Personal tools

Argument: US carmakers have been making the transition to efficient cars

From Debatepedia

Jump to: navigation, search

Parent debate

Supporting quotations

"Editorial: Big 3's critics have got the facts wrong". 18 Nov. 2008 - Ignorance and misinformation are the greatest obstacles facing automakers this week as they try to convince Congress that financial assistance from the government is essential to saving the industry.

Few in Washington have their facts right when it comes to these companies.

Sunday, Sen. Richard Shelby, R-Alabama, claimed on NBC's "Meet the Press" that the automakers "don't innovate" and called them "dinosaurs." Where did he come up with that? The domestic automakers continue to lead the industry in product innovations and will very likely be the first to market an all-electric car with the Chevrolet Volt. Together, Ford, General Motors and Chrysler spend $12 billion annually on research and development, most of that spent in the United States to develop the fuel-efficient vehicles of the future.

No other industry matches auto manufacturers in product development spending.

A day earlier, House Speaker Nancy Pelosi, D-Calif., said the automakers need to restructure their businesses in exchange for federal aid. The speaker must have slept through the perpetual overhauls of these three companies throughout this decade.

All three have slashed expenses, changed management teams, adopted new operating plans and committed to new products. They saw these hard times coming and tried to bank enough cash to get them through, but have been overwhelmed by the global credit crunch.

It's not only politicians who are perpetuating the myth that Detroit just discovered the world has changed. The New York Times' Thomas Friedman, one of the industry's most constant critics, contends Detroit has picked the wrong products for the markets and waited too long to go green.

The facts suggest something different. While the industry initially lagged Honda and Toyota in fuel efficiency, General Motors has 18 models in its portfolio today that get 30 miles per gallon or more, and 11 of the last 13 new products and 18 of the next 19 will be cars or crossovers, and not pickup trucks or SUVs. Its new offerings, including the Chevrolet Malibu and Saturn Aura, have swept the automotive awards the past two years.

**********

SHORT PROBLEM A: Based on the Debatepedia page above, say whether each statement agrees with it. Answer yes or no for each, and quote the words of the page that decide it. (i) Ford, General Motors and Chrysler together spend $12 billion a year on research and development. (ii) Sen. Richard Shelby made his remarks about the automakers on CBS. (iii) General Motors currently offers 18 models that get 30 miles per gallon or more.
SHORT PROBLEM B: Copy the rows below word for word. Start with the row containing "point: shrub -- for" and continue through the last row.

STORED RECORDS:
**********

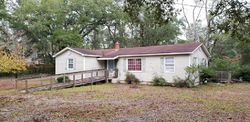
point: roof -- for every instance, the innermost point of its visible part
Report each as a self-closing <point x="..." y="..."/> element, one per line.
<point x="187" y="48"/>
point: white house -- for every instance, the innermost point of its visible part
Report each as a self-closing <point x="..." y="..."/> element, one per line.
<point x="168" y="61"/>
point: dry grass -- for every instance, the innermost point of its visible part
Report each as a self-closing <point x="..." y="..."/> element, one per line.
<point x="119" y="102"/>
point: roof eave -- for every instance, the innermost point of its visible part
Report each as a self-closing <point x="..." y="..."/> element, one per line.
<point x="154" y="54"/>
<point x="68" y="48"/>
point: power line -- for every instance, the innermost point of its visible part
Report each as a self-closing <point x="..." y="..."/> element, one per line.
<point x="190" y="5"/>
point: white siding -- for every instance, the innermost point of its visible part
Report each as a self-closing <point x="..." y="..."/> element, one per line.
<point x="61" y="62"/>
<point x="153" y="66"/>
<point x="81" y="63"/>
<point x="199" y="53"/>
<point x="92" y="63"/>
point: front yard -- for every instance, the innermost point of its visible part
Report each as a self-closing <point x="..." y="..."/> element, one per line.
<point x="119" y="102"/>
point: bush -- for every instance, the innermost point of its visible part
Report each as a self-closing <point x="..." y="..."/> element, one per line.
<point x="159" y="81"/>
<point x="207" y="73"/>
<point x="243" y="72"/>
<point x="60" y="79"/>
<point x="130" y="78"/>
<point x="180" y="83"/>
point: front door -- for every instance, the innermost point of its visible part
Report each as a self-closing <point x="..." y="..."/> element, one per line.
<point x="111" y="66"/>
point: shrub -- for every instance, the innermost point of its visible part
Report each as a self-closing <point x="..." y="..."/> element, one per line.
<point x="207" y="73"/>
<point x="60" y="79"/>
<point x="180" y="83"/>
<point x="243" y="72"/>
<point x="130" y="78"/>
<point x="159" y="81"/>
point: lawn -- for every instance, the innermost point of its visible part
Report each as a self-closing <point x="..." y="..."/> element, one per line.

**********

FINAL RESULT A:
(i) Yes: "Together, Ford, General Motors and Chrysler spend $12 billion annually on research and development"
(ii) No: "claimed on NBC's "Meet the Press""
(iii) Yes: "General Motors has 18 models in its portfolio today that get 30 miles per gallon or more"

FINAL RESULT B:
point: shrub -- for every instance, the innermost point of its visible part
Report each as a self-closing <point x="..." y="..."/> element, one per line.
<point x="207" y="73"/>
<point x="60" y="79"/>
<point x="180" y="83"/>
<point x="243" y="72"/>
<point x="130" y="78"/>
<point x="159" y="81"/>
point: lawn -- for every instance, the innermost point of its visible part
Report each as a self-closing <point x="..." y="..."/> element, one per line.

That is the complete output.